> _TASK INSTRUCTIONS_
Could you format every line of the records below as a numbered list, leaving out any blank lines?

> _SOURCE RECORDS_
________________

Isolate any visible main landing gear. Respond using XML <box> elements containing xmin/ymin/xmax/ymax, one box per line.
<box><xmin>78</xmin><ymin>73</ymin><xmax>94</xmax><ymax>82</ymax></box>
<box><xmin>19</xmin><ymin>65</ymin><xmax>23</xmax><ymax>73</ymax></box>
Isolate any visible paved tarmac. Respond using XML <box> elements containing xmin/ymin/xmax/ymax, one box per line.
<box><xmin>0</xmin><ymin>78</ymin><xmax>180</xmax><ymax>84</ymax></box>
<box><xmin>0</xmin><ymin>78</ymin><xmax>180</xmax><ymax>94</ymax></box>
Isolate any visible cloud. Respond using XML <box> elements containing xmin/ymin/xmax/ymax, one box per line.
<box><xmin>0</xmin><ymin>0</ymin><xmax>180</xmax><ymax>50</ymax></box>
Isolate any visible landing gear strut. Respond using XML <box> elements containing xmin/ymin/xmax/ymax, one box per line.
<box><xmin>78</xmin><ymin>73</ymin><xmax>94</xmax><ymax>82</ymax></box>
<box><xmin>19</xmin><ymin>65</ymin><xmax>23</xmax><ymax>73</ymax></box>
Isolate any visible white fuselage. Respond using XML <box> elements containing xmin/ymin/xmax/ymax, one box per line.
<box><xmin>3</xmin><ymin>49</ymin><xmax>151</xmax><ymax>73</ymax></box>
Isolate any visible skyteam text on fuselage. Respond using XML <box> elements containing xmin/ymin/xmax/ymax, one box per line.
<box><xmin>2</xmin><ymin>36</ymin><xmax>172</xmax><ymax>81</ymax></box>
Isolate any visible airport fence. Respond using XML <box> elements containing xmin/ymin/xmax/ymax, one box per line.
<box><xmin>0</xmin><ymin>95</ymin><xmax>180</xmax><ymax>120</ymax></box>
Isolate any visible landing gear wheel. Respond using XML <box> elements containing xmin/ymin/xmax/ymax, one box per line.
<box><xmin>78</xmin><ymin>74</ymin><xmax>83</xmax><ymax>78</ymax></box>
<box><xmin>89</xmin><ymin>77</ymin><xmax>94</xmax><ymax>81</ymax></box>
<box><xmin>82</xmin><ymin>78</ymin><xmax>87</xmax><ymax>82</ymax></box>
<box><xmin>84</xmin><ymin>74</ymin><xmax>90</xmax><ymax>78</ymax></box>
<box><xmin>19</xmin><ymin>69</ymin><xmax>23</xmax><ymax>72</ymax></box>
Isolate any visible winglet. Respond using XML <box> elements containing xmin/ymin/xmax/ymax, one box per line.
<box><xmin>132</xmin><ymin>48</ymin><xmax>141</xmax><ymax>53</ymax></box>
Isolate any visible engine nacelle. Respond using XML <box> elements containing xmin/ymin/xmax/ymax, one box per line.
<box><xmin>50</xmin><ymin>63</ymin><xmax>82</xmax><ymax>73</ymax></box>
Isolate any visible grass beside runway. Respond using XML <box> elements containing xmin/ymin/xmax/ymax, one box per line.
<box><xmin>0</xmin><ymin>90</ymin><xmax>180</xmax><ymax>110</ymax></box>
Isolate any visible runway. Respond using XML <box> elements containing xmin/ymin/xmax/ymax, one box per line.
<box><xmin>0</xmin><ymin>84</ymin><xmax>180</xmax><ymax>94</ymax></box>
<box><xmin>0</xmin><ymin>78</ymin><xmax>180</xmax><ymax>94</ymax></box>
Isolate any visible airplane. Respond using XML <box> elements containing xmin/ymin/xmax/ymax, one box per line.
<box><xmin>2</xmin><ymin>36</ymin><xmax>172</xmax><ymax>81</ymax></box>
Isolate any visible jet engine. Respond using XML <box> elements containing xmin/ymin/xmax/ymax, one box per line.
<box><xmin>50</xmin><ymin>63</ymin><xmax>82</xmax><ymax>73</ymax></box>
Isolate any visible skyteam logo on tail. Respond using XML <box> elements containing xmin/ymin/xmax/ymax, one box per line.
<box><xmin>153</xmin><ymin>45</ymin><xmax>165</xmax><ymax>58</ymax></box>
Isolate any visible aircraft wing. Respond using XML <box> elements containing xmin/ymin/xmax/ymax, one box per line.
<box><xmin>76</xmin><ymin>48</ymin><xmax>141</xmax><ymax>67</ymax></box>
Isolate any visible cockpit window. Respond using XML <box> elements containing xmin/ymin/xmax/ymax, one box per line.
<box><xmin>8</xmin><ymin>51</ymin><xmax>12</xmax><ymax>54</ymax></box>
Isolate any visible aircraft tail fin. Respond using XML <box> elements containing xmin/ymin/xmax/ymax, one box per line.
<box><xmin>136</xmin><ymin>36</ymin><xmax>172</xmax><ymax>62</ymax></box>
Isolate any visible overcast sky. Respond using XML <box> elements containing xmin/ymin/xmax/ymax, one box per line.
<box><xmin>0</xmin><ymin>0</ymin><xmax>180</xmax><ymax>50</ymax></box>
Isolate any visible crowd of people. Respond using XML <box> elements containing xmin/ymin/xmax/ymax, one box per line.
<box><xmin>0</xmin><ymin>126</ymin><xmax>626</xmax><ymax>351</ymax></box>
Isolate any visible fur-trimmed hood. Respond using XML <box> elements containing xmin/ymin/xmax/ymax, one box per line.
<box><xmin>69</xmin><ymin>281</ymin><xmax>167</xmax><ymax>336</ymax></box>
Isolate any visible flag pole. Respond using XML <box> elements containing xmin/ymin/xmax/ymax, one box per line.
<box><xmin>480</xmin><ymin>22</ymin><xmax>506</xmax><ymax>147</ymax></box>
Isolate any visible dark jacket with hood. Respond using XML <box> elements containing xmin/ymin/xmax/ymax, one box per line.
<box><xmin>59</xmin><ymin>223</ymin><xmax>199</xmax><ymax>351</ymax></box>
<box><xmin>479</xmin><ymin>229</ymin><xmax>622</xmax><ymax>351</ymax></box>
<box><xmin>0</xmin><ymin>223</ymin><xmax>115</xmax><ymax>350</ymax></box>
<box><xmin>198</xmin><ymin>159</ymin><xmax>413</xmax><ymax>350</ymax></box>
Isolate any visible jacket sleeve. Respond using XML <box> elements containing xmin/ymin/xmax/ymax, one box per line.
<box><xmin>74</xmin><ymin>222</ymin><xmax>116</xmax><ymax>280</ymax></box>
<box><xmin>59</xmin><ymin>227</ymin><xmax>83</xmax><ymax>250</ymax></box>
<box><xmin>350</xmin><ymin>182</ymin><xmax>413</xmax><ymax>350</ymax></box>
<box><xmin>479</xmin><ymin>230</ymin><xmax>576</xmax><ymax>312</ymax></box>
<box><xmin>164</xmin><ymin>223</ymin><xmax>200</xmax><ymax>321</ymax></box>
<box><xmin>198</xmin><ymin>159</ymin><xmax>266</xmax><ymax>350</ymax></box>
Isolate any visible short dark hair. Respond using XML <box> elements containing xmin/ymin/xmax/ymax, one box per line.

________________

> _OUTPUT_
1. Isolate any visible main landing gear. Respond using XML <box> elements containing xmin/ymin/xmax/ymax, one box per line.
2. <box><xmin>78</xmin><ymin>73</ymin><xmax>94</xmax><ymax>82</ymax></box>
3. <box><xmin>19</xmin><ymin>65</ymin><xmax>23</xmax><ymax>73</ymax></box>
4. Isolate any visible paved tarmac. Respond using XML <box> elements containing xmin/ymin/xmax/ymax, one box per line.
5. <box><xmin>0</xmin><ymin>78</ymin><xmax>180</xmax><ymax>84</ymax></box>
6. <box><xmin>0</xmin><ymin>78</ymin><xmax>180</xmax><ymax>94</ymax></box>
7. Isolate any visible cloud. Respond using XML <box> elements containing xmin/ymin/xmax/ymax, one box per line.
8. <box><xmin>0</xmin><ymin>0</ymin><xmax>180</xmax><ymax>50</ymax></box>
9. Isolate any visible landing gear strut. Respond using XML <box> elements containing xmin/ymin/xmax/ymax, one box per line.
10. <box><xmin>78</xmin><ymin>73</ymin><xmax>94</xmax><ymax>82</ymax></box>
11. <box><xmin>19</xmin><ymin>65</ymin><xmax>23</xmax><ymax>73</ymax></box>
12. Isolate any visible white fuselage. Respond using XML <box> elements containing xmin/ymin/xmax/ymax, one box per line.
13. <box><xmin>3</xmin><ymin>49</ymin><xmax>151</xmax><ymax>73</ymax></box>
14. Isolate any visible skyteam text on fuselage. Respond using XML <box> elements containing xmin/ymin/xmax/ymax, one box per line.
15. <box><xmin>2</xmin><ymin>36</ymin><xmax>172</xmax><ymax>81</ymax></box>
16. Isolate any visible airport fence. Respond using XML <box> elements containing xmin/ymin/xmax/ymax, one box per line.
17. <box><xmin>0</xmin><ymin>95</ymin><xmax>180</xmax><ymax>120</ymax></box>
18. Isolate any visible landing gear wheel. Respond using XML <box> elements containing xmin/ymin/xmax/ymax, one box per line.
19. <box><xmin>78</xmin><ymin>74</ymin><xmax>83</xmax><ymax>78</ymax></box>
20. <box><xmin>89</xmin><ymin>77</ymin><xmax>94</xmax><ymax>81</ymax></box>
21. <box><xmin>82</xmin><ymin>78</ymin><xmax>87</xmax><ymax>82</ymax></box>
22. <box><xmin>84</xmin><ymin>74</ymin><xmax>90</xmax><ymax>78</ymax></box>
23. <box><xmin>19</xmin><ymin>69</ymin><xmax>23</xmax><ymax>72</ymax></box>
24. Isolate any visible winglet. Respond using XML <box> elements containing xmin/ymin/xmax/ymax, one box per line.
25. <box><xmin>132</xmin><ymin>48</ymin><xmax>141</xmax><ymax>53</ymax></box>
26. Isolate any visible engine nacelle. Respond using XML <box> elements containing xmin/ymin/xmax/ymax, one box per line.
27. <box><xmin>50</xmin><ymin>63</ymin><xmax>82</xmax><ymax>73</ymax></box>
28. Isolate any visible grass beside runway. Respond using XML <box> elements containing xmin/ymin/xmax/ymax, one box per line.
29. <box><xmin>0</xmin><ymin>90</ymin><xmax>180</xmax><ymax>110</ymax></box>
30. Isolate any visible runway. Respond using XML <box> elements containing xmin/ymin/xmax/ymax, one box per line.
31. <box><xmin>0</xmin><ymin>84</ymin><xmax>180</xmax><ymax>94</ymax></box>
32. <box><xmin>0</xmin><ymin>78</ymin><xmax>180</xmax><ymax>94</ymax></box>
33. Isolate any visible airplane. Respond using XML <box> elements containing xmin/ymin/xmax/ymax, one box per line.
34. <box><xmin>2</xmin><ymin>36</ymin><xmax>172</xmax><ymax>81</ymax></box>
35. Isolate any visible jet engine. Respond using XML <box> elements containing xmin/ymin/xmax/ymax, one box per line.
36. <box><xmin>50</xmin><ymin>63</ymin><xmax>82</xmax><ymax>73</ymax></box>
37. Isolate any visible skyteam logo on tail. Respond using XML <box> elements containing xmin/ymin/xmax/ymax, one box per line.
38. <box><xmin>153</xmin><ymin>45</ymin><xmax>165</xmax><ymax>58</ymax></box>
39. Isolate any visible aircraft wing. Respond using XML <box> elements containing xmin/ymin/xmax/ymax, one box per line.
40. <box><xmin>76</xmin><ymin>48</ymin><xmax>141</xmax><ymax>67</ymax></box>
41. Isolate any visible cockpit window. Respond using XML <box> elements containing xmin/ymin/xmax/ymax, one box per line.
42. <box><xmin>8</xmin><ymin>51</ymin><xmax>12</xmax><ymax>54</ymax></box>
43. Isolate any visible aircraft tail fin. Respond using XML <box> elements containing xmin/ymin/xmax/ymax, one box per line.
44. <box><xmin>136</xmin><ymin>36</ymin><xmax>172</xmax><ymax>62</ymax></box>
45. Isolate any visible overcast sky. Respond using XML <box> elements containing xmin/ymin/xmax/ymax, one box per line.
46. <box><xmin>0</xmin><ymin>0</ymin><xmax>180</xmax><ymax>50</ymax></box>
47. Isolate any visible crowd of people. Respond using XML <box> elements containing xmin/ymin/xmax/ymax, one box per line.
48. <box><xmin>0</xmin><ymin>126</ymin><xmax>626</xmax><ymax>351</ymax></box>
49. Isolate any visible fur-trimmed hood. Respond using XML <box> elements containing xmin/ymin/xmax/ymax, one box per line.
50. <box><xmin>69</xmin><ymin>281</ymin><xmax>167</xmax><ymax>336</ymax></box>
51. Isolate any visible flag pole. Respond using XML <box> elements containing xmin/ymin/xmax/ymax, one box per line.
52. <box><xmin>480</xmin><ymin>22</ymin><xmax>506</xmax><ymax>147</ymax></box>
53. Isolate any visible dark jacket with hood. Respond using XML <box> elements containing xmin/ymin/xmax/ymax, one box per line.
54. <box><xmin>59</xmin><ymin>223</ymin><xmax>199</xmax><ymax>351</ymax></box>
55. <box><xmin>479</xmin><ymin>229</ymin><xmax>622</xmax><ymax>351</ymax></box>
56. <box><xmin>0</xmin><ymin>223</ymin><xmax>115</xmax><ymax>350</ymax></box>
57. <box><xmin>198</xmin><ymin>159</ymin><xmax>413</xmax><ymax>350</ymax></box>
58. Isolate any visible jacket sleeve. Respond using XML <box> elements containing xmin/ymin/xmax/ymax, one box per line.
59. <box><xmin>74</xmin><ymin>222</ymin><xmax>116</xmax><ymax>280</ymax></box>
60. <box><xmin>59</xmin><ymin>227</ymin><xmax>83</xmax><ymax>250</ymax></box>
61. <box><xmin>350</xmin><ymin>182</ymin><xmax>413</xmax><ymax>350</ymax></box>
62. <box><xmin>479</xmin><ymin>230</ymin><xmax>576</xmax><ymax>312</ymax></box>
63. <box><xmin>164</xmin><ymin>223</ymin><xmax>200</xmax><ymax>321</ymax></box>
64. <box><xmin>198</xmin><ymin>159</ymin><xmax>266</xmax><ymax>350</ymax></box>
65. Isolate any visible short dark hair. Respond using XML <box> elements containing xmin/ymin/xmax/ymax, one box per line.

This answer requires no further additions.